• **Set problem**:
Show each line of the rows below that contains the word "tree". Case counts.

• **Extracted entries**:

>> Start

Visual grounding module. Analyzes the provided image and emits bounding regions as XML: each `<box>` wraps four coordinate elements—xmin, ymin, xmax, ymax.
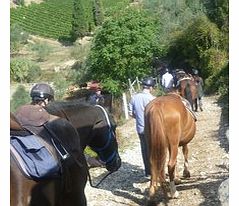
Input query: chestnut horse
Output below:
<box><xmin>10</xmin><ymin>114</ymin><xmax>88</xmax><ymax>206</ymax></box>
<box><xmin>178</xmin><ymin>77</ymin><xmax>198</xmax><ymax>111</ymax></box>
<box><xmin>145</xmin><ymin>93</ymin><xmax>196</xmax><ymax>203</ymax></box>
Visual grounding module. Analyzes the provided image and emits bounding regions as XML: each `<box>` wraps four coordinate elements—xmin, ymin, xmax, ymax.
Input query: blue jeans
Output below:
<box><xmin>138</xmin><ymin>134</ymin><xmax>150</xmax><ymax>176</ymax></box>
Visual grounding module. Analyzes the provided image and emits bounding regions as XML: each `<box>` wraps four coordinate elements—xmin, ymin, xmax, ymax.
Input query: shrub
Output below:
<box><xmin>10</xmin><ymin>85</ymin><xmax>31</xmax><ymax>112</ymax></box>
<box><xmin>31</xmin><ymin>43</ymin><xmax>52</xmax><ymax>61</ymax></box>
<box><xmin>87</xmin><ymin>8</ymin><xmax>161</xmax><ymax>94</ymax></box>
<box><xmin>10</xmin><ymin>24</ymin><xmax>29</xmax><ymax>53</ymax></box>
<box><xmin>10</xmin><ymin>58</ymin><xmax>41</xmax><ymax>83</ymax></box>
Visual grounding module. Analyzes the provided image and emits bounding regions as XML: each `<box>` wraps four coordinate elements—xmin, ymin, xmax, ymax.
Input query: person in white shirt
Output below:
<box><xmin>129</xmin><ymin>77</ymin><xmax>155</xmax><ymax>177</ymax></box>
<box><xmin>162</xmin><ymin>68</ymin><xmax>173</xmax><ymax>93</ymax></box>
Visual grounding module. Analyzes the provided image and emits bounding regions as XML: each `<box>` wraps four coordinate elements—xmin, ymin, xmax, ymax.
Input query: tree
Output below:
<box><xmin>93</xmin><ymin>0</ymin><xmax>104</xmax><ymax>26</ymax></box>
<box><xmin>71</xmin><ymin>0</ymin><xmax>88</xmax><ymax>41</ymax></box>
<box><xmin>87</xmin><ymin>8</ymin><xmax>162</xmax><ymax>93</ymax></box>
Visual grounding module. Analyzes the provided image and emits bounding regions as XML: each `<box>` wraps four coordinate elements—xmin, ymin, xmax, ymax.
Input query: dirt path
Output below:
<box><xmin>86</xmin><ymin>96</ymin><xmax>229</xmax><ymax>206</ymax></box>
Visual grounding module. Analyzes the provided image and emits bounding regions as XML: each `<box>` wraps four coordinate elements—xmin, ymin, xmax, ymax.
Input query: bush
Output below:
<box><xmin>31</xmin><ymin>43</ymin><xmax>52</xmax><ymax>62</ymax></box>
<box><xmin>10</xmin><ymin>85</ymin><xmax>31</xmax><ymax>112</ymax></box>
<box><xmin>10</xmin><ymin>24</ymin><xmax>29</xmax><ymax>53</ymax></box>
<box><xmin>10</xmin><ymin>58</ymin><xmax>41</xmax><ymax>83</ymax></box>
<box><xmin>87</xmin><ymin>8</ymin><xmax>161</xmax><ymax>95</ymax></box>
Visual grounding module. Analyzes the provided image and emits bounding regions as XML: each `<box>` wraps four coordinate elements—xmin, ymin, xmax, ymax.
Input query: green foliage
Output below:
<box><xmin>93</xmin><ymin>0</ymin><xmax>104</xmax><ymax>26</ymax></box>
<box><xmin>168</xmin><ymin>16</ymin><xmax>226</xmax><ymax>75</ymax></box>
<box><xmin>10</xmin><ymin>85</ymin><xmax>31</xmax><ymax>112</ymax></box>
<box><xmin>202</xmin><ymin>0</ymin><xmax>229</xmax><ymax>28</ymax></box>
<box><xmin>72</xmin><ymin>0</ymin><xmax>87</xmax><ymax>40</ymax></box>
<box><xmin>15</xmin><ymin>0</ymin><xmax>25</xmax><ymax>6</ymax></box>
<box><xmin>31</xmin><ymin>43</ymin><xmax>52</xmax><ymax>62</ymax></box>
<box><xmin>10</xmin><ymin>58</ymin><xmax>41</xmax><ymax>83</ymax></box>
<box><xmin>205</xmin><ymin>64</ymin><xmax>229</xmax><ymax>95</ymax></box>
<box><xmin>10</xmin><ymin>24</ymin><xmax>29</xmax><ymax>53</ymax></box>
<box><xmin>200</xmin><ymin>48</ymin><xmax>228</xmax><ymax>77</ymax></box>
<box><xmin>87</xmin><ymin>8</ymin><xmax>161</xmax><ymax>93</ymax></box>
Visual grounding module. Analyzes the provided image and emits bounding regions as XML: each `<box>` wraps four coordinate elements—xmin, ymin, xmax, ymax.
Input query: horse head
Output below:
<box><xmin>46</xmin><ymin>101</ymin><xmax>121</xmax><ymax>172</ymax></box>
<box><xmin>89</xmin><ymin>105</ymin><xmax>121</xmax><ymax>172</ymax></box>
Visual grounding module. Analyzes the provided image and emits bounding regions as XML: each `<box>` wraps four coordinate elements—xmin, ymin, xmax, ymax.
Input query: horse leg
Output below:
<box><xmin>149</xmin><ymin>170</ymin><xmax>158</xmax><ymax>199</ymax></box>
<box><xmin>168</xmin><ymin>145</ymin><xmax>179</xmax><ymax>198</ymax></box>
<box><xmin>198</xmin><ymin>97</ymin><xmax>203</xmax><ymax>112</ymax></box>
<box><xmin>174</xmin><ymin>162</ymin><xmax>181</xmax><ymax>185</ymax></box>
<box><xmin>182</xmin><ymin>145</ymin><xmax>190</xmax><ymax>178</ymax></box>
<box><xmin>194</xmin><ymin>98</ymin><xmax>198</xmax><ymax>112</ymax></box>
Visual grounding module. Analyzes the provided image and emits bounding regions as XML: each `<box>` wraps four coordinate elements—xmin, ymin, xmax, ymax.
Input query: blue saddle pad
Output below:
<box><xmin>10</xmin><ymin>135</ymin><xmax>61</xmax><ymax>179</ymax></box>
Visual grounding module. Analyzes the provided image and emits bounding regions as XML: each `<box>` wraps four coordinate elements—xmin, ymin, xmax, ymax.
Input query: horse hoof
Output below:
<box><xmin>171</xmin><ymin>190</ymin><xmax>179</xmax><ymax>199</ymax></box>
<box><xmin>174</xmin><ymin>178</ymin><xmax>182</xmax><ymax>185</ymax></box>
<box><xmin>183</xmin><ymin>170</ymin><xmax>191</xmax><ymax>178</ymax></box>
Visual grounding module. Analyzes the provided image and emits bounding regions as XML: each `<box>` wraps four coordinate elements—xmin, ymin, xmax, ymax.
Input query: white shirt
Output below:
<box><xmin>162</xmin><ymin>72</ymin><xmax>173</xmax><ymax>89</ymax></box>
<box><xmin>129</xmin><ymin>89</ymin><xmax>155</xmax><ymax>134</ymax></box>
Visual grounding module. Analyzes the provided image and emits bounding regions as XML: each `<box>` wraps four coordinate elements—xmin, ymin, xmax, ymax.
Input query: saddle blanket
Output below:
<box><xmin>10</xmin><ymin>135</ymin><xmax>61</xmax><ymax>180</ymax></box>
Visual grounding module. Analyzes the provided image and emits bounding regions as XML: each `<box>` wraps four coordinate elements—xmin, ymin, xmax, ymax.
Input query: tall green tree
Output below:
<box><xmin>93</xmin><ymin>0</ymin><xmax>104</xmax><ymax>26</ymax></box>
<box><xmin>87</xmin><ymin>8</ymin><xmax>162</xmax><ymax>93</ymax></box>
<box><xmin>71</xmin><ymin>0</ymin><xmax>88</xmax><ymax>40</ymax></box>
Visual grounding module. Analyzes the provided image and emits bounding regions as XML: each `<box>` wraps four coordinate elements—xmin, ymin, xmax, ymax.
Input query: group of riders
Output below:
<box><xmin>160</xmin><ymin>68</ymin><xmax>204</xmax><ymax>111</ymax></box>
<box><xmin>160</xmin><ymin>68</ymin><xmax>203</xmax><ymax>95</ymax></box>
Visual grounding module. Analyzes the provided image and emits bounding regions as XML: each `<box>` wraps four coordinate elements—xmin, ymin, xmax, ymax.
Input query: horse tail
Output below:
<box><xmin>185</xmin><ymin>81</ymin><xmax>193</xmax><ymax>106</ymax></box>
<box><xmin>147</xmin><ymin>104</ymin><xmax>167</xmax><ymax>183</ymax></box>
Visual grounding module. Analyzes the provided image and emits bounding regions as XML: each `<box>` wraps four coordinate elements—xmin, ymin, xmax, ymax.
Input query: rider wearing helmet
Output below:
<box><xmin>192</xmin><ymin>69</ymin><xmax>204</xmax><ymax>111</ymax></box>
<box><xmin>30</xmin><ymin>83</ymin><xmax>54</xmax><ymax>106</ymax></box>
<box><xmin>129</xmin><ymin>77</ymin><xmax>155</xmax><ymax>177</ymax></box>
<box><xmin>15</xmin><ymin>83</ymin><xmax>54</xmax><ymax>137</ymax></box>
<box><xmin>161</xmin><ymin>68</ymin><xmax>174</xmax><ymax>92</ymax></box>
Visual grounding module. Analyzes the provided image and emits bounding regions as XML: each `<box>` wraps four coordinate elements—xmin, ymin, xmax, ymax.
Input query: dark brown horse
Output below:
<box><xmin>178</xmin><ymin>77</ymin><xmax>198</xmax><ymax>111</ymax></box>
<box><xmin>10</xmin><ymin>114</ymin><xmax>88</xmax><ymax>206</ymax></box>
<box><xmin>46</xmin><ymin>100</ymin><xmax>121</xmax><ymax>171</ymax></box>
<box><xmin>145</xmin><ymin>93</ymin><xmax>196</xmax><ymax>203</ymax></box>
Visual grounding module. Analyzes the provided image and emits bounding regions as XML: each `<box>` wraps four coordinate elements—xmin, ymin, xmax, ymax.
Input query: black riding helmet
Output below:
<box><xmin>142</xmin><ymin>77</ymin><xmax>155</xmax><ymax>87</ymax></box>
<box><xmin>30</xmin><ymin>83</ymin><xmax>54</xmax><ymax>101</ymax></box>
<box><xmin>193</xmin><ymin>69</ymin><xmax>198</xmax><ymax>75</ymax></box>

>> End

• **Result of this exercise**:
Input query: tree
Input query: tall green tree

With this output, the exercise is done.